=== SELECTED EXTRACT ===
This is a great card but it isn't a powerful effect, it won't be winning games by itself. It is the glue that holds together great decks. It is the kind of card that makes magic games better, less decided by flood and screw. It might be the card I am most excited about since Faithless Looting. We get lots of powerful cards these days but not so many of those are cheap. Those that are on the cheaper side tend to be creatures. The most powerful cheap cards to be added to the cube since starting this blog have all been creatures. Not only is this a cheap spell, it is a non-blue card quality spell and it is good! Well done Wizards, more like this please.



Wandering Fumarole 8

This is the man land I am having the most trouble assessing. I know it is good because it is dual man land, what I am finding harder is placing it relative to the other 9 in the cycle. I am pretty sure it is better than both the two black ones that turn into 2/2s for an activation of 3. It doesn't seem like all that much but I think like the rest it will be subtly better than expectation. Of the lands with the same activation cost Ravine is more dangerous and generally all round bigger. Fumarole only really has anything on Ravine in the first activation or so and even those are only potential advantages. A 3/3 is still going to trump your choice of 4/1 or 1/4 plenty of times. The Boros doublestriker is a bit scarier aggressively in combination with things and has a little more killing while surviving potential in combat. That said the Boros land is generally a lot more vulnerable and linear. The Fumarole probably sits between the two for power. The hexproof 3/3 seems better too but hasn't really proved itself in cube yet. It has some more niche applications that haven't been fully explored. Generally those four land seem quite comparable which is good for all of them.

I think the Fumarole will shine in its capacity to work well in all kinds of deck. Certainly all the lands work pretty well in all kinds of deck but they generally work a little better in control or agro than they do in the other. I think Fumarole will be really comparably good in everything bar combo decks (unless those decks infinitely pump toughness and combo with Fumarole for a one shot kill!). In aggro being able to attack for four damage with a land is a big life swing. It will give you the capacity to milk out free damage, last a lot longer in a drawn out game and take more calculated risks. Four is a lot of damage and cannot be ignored however you cannot just block it as if it were a 4/1 as it will just stay as a 1/4, survive and allow something else to get in its damage instead. Without removal Fumarole is pretty tedious to deal with in combat. It is either going to tie up your creatures or really hurt you.
=== MATERIAL SHOWN ===
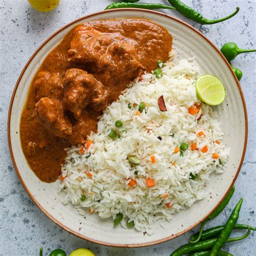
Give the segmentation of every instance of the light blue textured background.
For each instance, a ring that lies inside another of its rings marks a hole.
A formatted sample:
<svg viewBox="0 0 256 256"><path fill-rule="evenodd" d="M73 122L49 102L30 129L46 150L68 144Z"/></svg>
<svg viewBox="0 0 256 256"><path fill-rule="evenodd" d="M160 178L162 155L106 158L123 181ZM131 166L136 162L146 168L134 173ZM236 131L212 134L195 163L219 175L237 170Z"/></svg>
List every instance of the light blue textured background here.
<svg viewBox="0 0 256 256"><path fill-rule="evenodd" d="M189 235L198 229L160 245L137 249L107 247L84 241L59 227L41 212L26 194L14 169L8 145L6 121L12 90L23 66L36 49L53 32L83 15L102 10L112 2L61 0L59 6L48 14L37 12L26 0L1 0L0 2L0 255L39 255L41 245L45 255L49 255L49 252L57 247L70 253L77 247L84 247L90 248L97 255L167 255L186 243ZM167 3L165 0L141 2ZM213 18L224 17L239 6L241 10L234 17L212 25L196 24L175 11L164 12L192 25L219 47L233 41L241 48L256 48L255 0L184 2L205 16ZM241 85L249 119L247 150L233 198L225 211L208 226L225 223L240 197L244 202L239 223L256 225L255 57L255 53L240 55L233 62L244 73ZM255 235L252 234L245 240L226 245L225 249L235 255L255 255Z"/></svg>

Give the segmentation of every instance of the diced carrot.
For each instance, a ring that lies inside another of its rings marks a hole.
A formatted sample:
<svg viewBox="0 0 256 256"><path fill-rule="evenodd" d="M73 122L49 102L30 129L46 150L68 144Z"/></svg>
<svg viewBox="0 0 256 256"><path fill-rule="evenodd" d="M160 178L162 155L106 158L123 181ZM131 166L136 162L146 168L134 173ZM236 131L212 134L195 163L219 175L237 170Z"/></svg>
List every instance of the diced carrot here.
<svg viewBox="0 0 256 256"><path fill-rule="evenodd" d="M130 186L130 187L133 187L133 186L135 186L136 185L136 181L133 180L133 179L131 179L131 181L130 181L129 183L128 183L128 185Z"/></svg>
<svg viewBox="0 0 256 256"><path fill-rule="evenodd" d="M194 112L194 106L191 106L190 107L188 107L188 111L190 114L196 114L196 112Z"/></svg>
<svg viewBox="0 0 256 256"><path fill-rule="evenodd" d="M197 143L192 143L190 147L191 150L196 150L197 149Z"/></svg>
<svg viewBox="0 0 256 256"><path fill-rule="evenodd" d="M172 205L173 204L172 204L171 203L167 203L167 204L165 204L165 205L167 208L172 207Z"/></svg>
<svg viewBox="0 0 256 256"><path fill-rule="evenodd" d="M152 179L147 179L147 184L149 187L154 186L154 181Z"/></svg>
<svg viewBox="0 0 256 256"><path fill-rule="evenodd" d="M179 152L179 149L178 147L176 147L174 149L174 153L177 154L178 152Z"/></svg>
<svg viewBox="0 0 256 256"><path fill-rule="evenodd" d="M218 159L218 158L219 158L219 155L218 155L217 154L216 154L216 153L213 153L213 154L212 154L212 157L214 159Z"/></svg>
<svg viewBox="0 0 256 256"><path fill-rule="evenodd" d="M156 158L154 158L154 156L150 157L150 158L151 159L151 163L152 164L154 164L156 163Z"/></svg>
<svg viewBox="0 0 256 256"><path fill-rule="evenodd" d="M64 177L62 176L62 174L60 175L59 179L60 179L60 181L63 181L65 178L66 178L68 176L65 176Z"/></svg>
<svg viewBox="0 0 256 256"><path fill-rule="evenodd" d="M84 154L84 149L82 147L79 151L78 151L81 154Z"/></svg>
<svg viewBox="0 0 256 256"><path fill-rule="evenodd" d="M198 132L198 136L199 136L199 137L200 137L200 136L205 137L205 134L203 132Z"/></svg>
<svg viewBox="0 0 256 256"><path fill-rule="evenodd" d="M135 114L135 116L139 116L140 114L140 112L138 111L136 112L136 113Z"/></svg>
<svg viewBox="0 0 256 256"><path fill-rule="evenodd" d="M92 144L92 142L91 142L91 140L88 140L86 143L86 150L88 150L89 149L90 146Z"/></svg>
<svg viewBox="0 0 256 256"><path fill-rule="evenodd" d="M208 147L206 145L201 149L201 151L202 151L203 153L206 153L208 151Z"/></svg>
<svg viewBox="0 0 256 256"><path fill-rule="evenodd" d="M198 117L198 118L197 119L198 121L199 121L201 119L201 117L202 117L203 116L204 116L203 114L201 114L200 115L199 117Z"/></svg>

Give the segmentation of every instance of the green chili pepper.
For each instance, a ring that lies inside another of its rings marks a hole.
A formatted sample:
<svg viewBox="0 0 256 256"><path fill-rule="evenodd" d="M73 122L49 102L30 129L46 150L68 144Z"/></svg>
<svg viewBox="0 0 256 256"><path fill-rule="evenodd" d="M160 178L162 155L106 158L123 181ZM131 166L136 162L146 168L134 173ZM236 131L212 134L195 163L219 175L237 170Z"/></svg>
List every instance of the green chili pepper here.
<svg viewBox="0 0 256 256"><path fill-rule="evenodd" d="M249 228L246 234L238 237L231 237L226 240L227 242L235 242L240 240L246 238L251 233L251 228ZM207 251L211 249L213 245L217 240L217 238L211 238L205 241L199 241L195 244L187 244L180 246L175 250L170 256L181 256L183 254L190 253L195 252L200 252L201 251Z"/></svg>
<svg viewBox="0 0 256 256"><path fill-rule="evenodd" d="M230 234L231 234L233 228L237 223L238 217L239 217L239 212L241 209L241 206L242 206L242 199L241 198L238 202L238 204L233 210L233 212L225 225L224 227L221 230L219 237L218 238L216 242L212 247L210 254L211 256L215 256L216 255L217 252L221 249L223 245L224 245L224 244L226 242L226 241L227 241L230 237ZM248 230L251 231L251 228L249 228Z"/></svg>
<svg viewBox="0 0 256 256"><path fill-rule="evenodd" d="M208 230L204 230L202 232L200 240L208 239L216 237L220 234L221 230L224 227L224 226L217 226L217 227L211 227ZM251 227L248 225L244 224L235 224L234 227L234 230L248 230L251 228L251 230L256 231L256 227ZM197 239L199 235L199 232L191 235L190 239L191 241L194 241Z"/></svg>
<svg viewBox="0 0 256 256"><path fill-rule="evenodd" d="M134 222L133 221L133 220L132 220L132 221L130 221L130 222L128 222L130 220L128 220L126 222L126 226L128 227L134 227L135 224L134 224Z"/></svg>
<svg viewBox="0 0 256 256"><path fill-rule="evenodd" d="M187 143L181 143L179 146L180 150L183 151L186 151L188 149L188 144Z"/></svg>
<svg viewBox="0 0 256 256"><path fill-rule="evenodd" d="M164 63L161 60L157 60L157 66L162 68L164 66Z"/></svg>
<svg viewBox="0 0 256 256"><path fill-rule="evenodd" d="M154 10L157 9L175 9L173 7L166 5L162 4L149 4L146 3L125 3L123 2L118 2L117 3L113 3L112 4L107 5L105 10L109 10L110 9L116 8L141 8L147 9L149 10Z"/></svg>
<svg viewBox="0 0 256 256"><path fill-rule="evenodd" d="M135 3L139 1L139 0L123 0L123 2L128 2L129 3Z"/></svg>
<svg viewBox="0 0 256 256"><path fill-rule="evenodd" d="M158 78L161 78L162 76L162 70L161 69L155 69L153 73L156 76L156 77Z"/></svg>
<svg viewBox="0 0 256 256"><path fill-rule="evenodd" d="M111 129L108 136L111 139L116 139L118 137L118 134L113 130Z"/></svg>
<svg viewBox="0 0 256 256"><path fill-rule="evenodd" d="M211 251L203 251L201 252L195 252L190 254L190 256L210 256ZM224 252L224 251L219 251L216 254L217 256L233 256L231 253Z"/></svg>
<svg viewBox="0 0 256 256"><path fill-rule="evenodd" d="M176 10L180 14L182 14L187 18L192 19L202 25L207 25L211 24L218 23L224 21L228 19L233 16L235 15L239 11L239 8L237 7L237 10L233 14L219 19L208 19L205 18L197 11L192 9L191 8L186 5L182 2L179 0L168 0L168 2L173 6L176 8Z"/></svg>
<svg viewBox="0 0 256 256"><path fill-rule="evenodd" d="M230 42L225 44L220 49L220 51L227 60L230 62L231 60L233 60L239 54L256 51L256 49L241 49L237 46L237 44Z"/></svg>
<svg viewBox="0 0 256 256"><path fill-rule="evenodd" d="M120 120L118 120L115 123L114 125L116 125L116 127L122 127L123 126L123 123L122 121L120 121Z"/></svg>
<svg viewBox="0 0 256 256"><path fill-rule="evenodd" d="M226 207L227 204L228 204L228 202L231 199L231 197L232 197L233 194L234 193L234 186L233 186L233 187L230 190L230 191L228 192L226 198L221 202L221 203L219 205L219 206L218 206L217 208L202 222L201 224L201 226L200 227L199 234L198 235L198 237L197 238L197 239L195 240L194 241L191 240L190 241L191 243L195 244L200 240L200 239L201 238L201 235L202 234L203 230L205 225L205 223L206 223L206 222L208 221L208 220L212 219L213 219L215 217L218 216L224 210L224 208Z"/></svg>
<svg viewBox="0 0 256 256"><path fill-rule="evenodd" d="M139 105L139 111L140 113L142 113L143 110L145 109L145 103L144 102L141 102Z"/></svg>
<svg viewBox="0 0 256 256"><path fill-rule="evenodd" d="M118 213L117 215L117 217L114 220L114 226L118 225L120 222L121 220L123 219L123 214L122 213Z"/></svg>
<svg viewBox="0 0 256 256"><path fill-rule="evenodd" d="M242 77L242 71L239 69L234 68L233 66L232 66L232 69L235 75L235 76L237 77L237 79L239 81L240 81Z"/></svg>
<svg viewBox="0 0 256 256"><path fill-rule="evenodd" d="M139 160L139 158L138 158L138 157L129 157L128 161L129 161L129 162L131 163L131 164L133 164L135 165L138 165L140 163L140 161Z"/></svg>
<svg viewBox="0 0 256 256"><path fill-rule="evenodd" d="M62 249L56 249L50 253L49 256L66 256L66 253Z"/></svg>

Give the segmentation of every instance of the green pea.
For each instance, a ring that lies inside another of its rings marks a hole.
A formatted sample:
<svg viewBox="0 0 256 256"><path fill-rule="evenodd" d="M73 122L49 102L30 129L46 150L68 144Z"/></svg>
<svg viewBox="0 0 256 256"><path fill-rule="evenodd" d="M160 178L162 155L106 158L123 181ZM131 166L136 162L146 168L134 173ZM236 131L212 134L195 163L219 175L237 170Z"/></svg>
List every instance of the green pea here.
<svg viewBox="0 0 256 256"><path fill-rule="evenodd" d="M138 158L138 157L129 157L128 161L129 161L129 162L131 163L131 164L133 164L135 165L138 165L140 163L140 161L139 160L139 158Z"/></svg>
<svg viewBox="0 0 256 256"><path fill-rule="evenodd" d="M128 220L126 222L126 226L128 227L134 227L135 224L134 224L134 222L133 221L133 220L132 220L132 221L130 221L130 222L128 222L130 220Z"/></svg>
<svg viewBox="0 0 256 256"><path fill-rule="evenodd" d="M179 146L180 150L183 151L186 151L188 149L188 144L187 143L181 143Z"/></svg>
<svg viewBox="0 0 256 256"><path fill-rule="evenodd" d="M193 180L194 180L195 179L197 179L198 178L198 174L196 174L194 175L191 172L190 175L190 176L191 176L191 179L192 179Z"/></svg>
<svg viewBox="0 0 256 256"><path fill-rule="evenodd" d="M122 126L123 126L123 123L120 120L118 120L114 123L114 125L116 125L116 127L122 127Z"/></svg>
<svg viewBox="0 0 256 256"><path fill-rule="evenodd" d="M123 219L123 214L122 213L118 213L117 215L117 217L114 220L114 226L118 225L120 222L121 220Z"/></svg>
<svg viewBox="0 0 256 256"><path fill-rule="evenodd" d="M145 103L144 102L142 102L139 105L139 111L140 113L142 113L143 110L145 109Z"/></svg>
<svg viewBox="0 0 256 256"><path fill-rule="evenodd" d="M113 130L111 129L110 131L109 137L111 139L116 139L118 137L118 134Z"/></svg>
<svg viewBox="0 0 256 256"><path fill-rule="evenodd" d="M161 68L164 66L164 63L161 60L157 60L157 66Z"/></svg>
<svg viewBox="0 0 256 256"><path fill-rule="evenodd" d="M156 76L156 77L160 78L162 76L163 71L161 69L155 69L153 73Z"/></svg>

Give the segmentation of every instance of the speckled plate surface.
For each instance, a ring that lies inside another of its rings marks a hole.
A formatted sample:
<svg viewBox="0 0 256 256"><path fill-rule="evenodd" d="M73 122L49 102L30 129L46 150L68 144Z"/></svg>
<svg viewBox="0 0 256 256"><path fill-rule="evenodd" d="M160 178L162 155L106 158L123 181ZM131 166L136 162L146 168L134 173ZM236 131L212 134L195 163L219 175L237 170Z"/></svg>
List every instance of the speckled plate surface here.
<svg viewBox="0 0 256 256"><path fill-rule="evenodd" d="M40 181L28 165L19 139L19 122L30 83L42 61L75 25L95 19L144 18L165 28L173 37L176 57L194 56L202 73L219 77L225 86L227 97L218 111L224 131L224 142L232 149L224 173L212 174L207 190L212 192L190 208L174 215L165 228L152 227L154 233L145 235L134 229L113 229L112 220L102 220L97 214L79 215L71 205L60 203L57 193L59 181ZM218 49L204 36L187 24L167 15L139 9L115 9L93 14L65 26L48 38L25 66L15 86L8 119L8 139L11 156L21 182L37 206L53 221L66 231L90 241L105 245L140 247L152 245L174 238L198 225L218 206L234 183L241 166L247 138L247 118L244 96L230 65Z"/></svg>

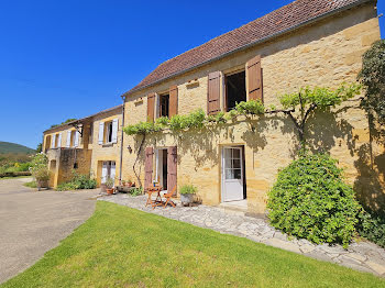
===
▶ TASKS TO PERFORM:
1. According to the card review, which kind of deck is the exception where Wandering Fumarole would not be comparably good?
2. Continue the card review from its final sentence.
These rows are separate material, apart from the card review.

▶ OUTPUTS:
1. Combo decks.

2.
For control decks the Fumarole is great as well, it represents a great clock / finisher when you have established control but not found anything proactive to do. It will prevent a lot of plansewalkers being cast or doing that much in the more control mirrors. Although not exactly an early blocker it is a better blocker than most manlands. It can survive most things and trade up if needed. A 1/4 flippy dork is lower power than 3/3 hexproof, 3/3 grower or a 2/1 doublestrike however it has a much wider range of uses and is more suited to a broader range of decks. What with it being a land first and a dork second I think it will see play everywhere and on average outperform the higher power manlands that also cost 4 to activate. That probably places it 4th or 5th out of 10 overall in the cycle which is pretty impressive. It does also benefit from Izzet being one of the best colour pairings in cube!



Overwhelming Denial 0

Last Word is a long way off being cube worthy. The viability of this really comes down to how reliable the surge is. A massive shame this isn't Dismiss with the surge mechanic! Uncounterable has really quite weak synergy with surge. In any sort of counter war you are far better leading with this and forgoing the surge cost reduction than you are playing a normal counterspell first and then surging this out second. This is quite good for forcing though your own threats but has no real advantage over Last Word in a counter war.It also has no real advantage over Actual Counterspell at forcing through a threat. If you are not triggering the surge with a sorcery speed thing in your turn you want to resolve (or perhaps protect from instant removal) and you are not usefully doing it with countermagic that pretty much leaves draw and card quality spells. Things like Think Twice, Gush, Opt and Dig Through Time will be among the most common and viable candidates to trigger the surge cost. It turns out that you might as well just play Dismiss in those situations, it amounts to much the same and is somewhat more reliable! It will certainly be possible to have a deck where odds on you can play a cheap one or two mana instant effectively when you want to Overwhelmingly Deny something on the cheap. Once you have done this though you realise it wasn't all that powerful or all that much value and not worth all the trouble! Countermagic for 2 is good because it costs 2, a shocking revelation! This costs about 4 whatever you do with it. The only real merit of this card is in control mirrors at forcing through threats and again the uncounterble aspect is about as little help as it can be in that situation. IF they have countermagic obviously they are just going to aim it at your threat again. Probably too niche to main deck so certainly too niche for the A cube.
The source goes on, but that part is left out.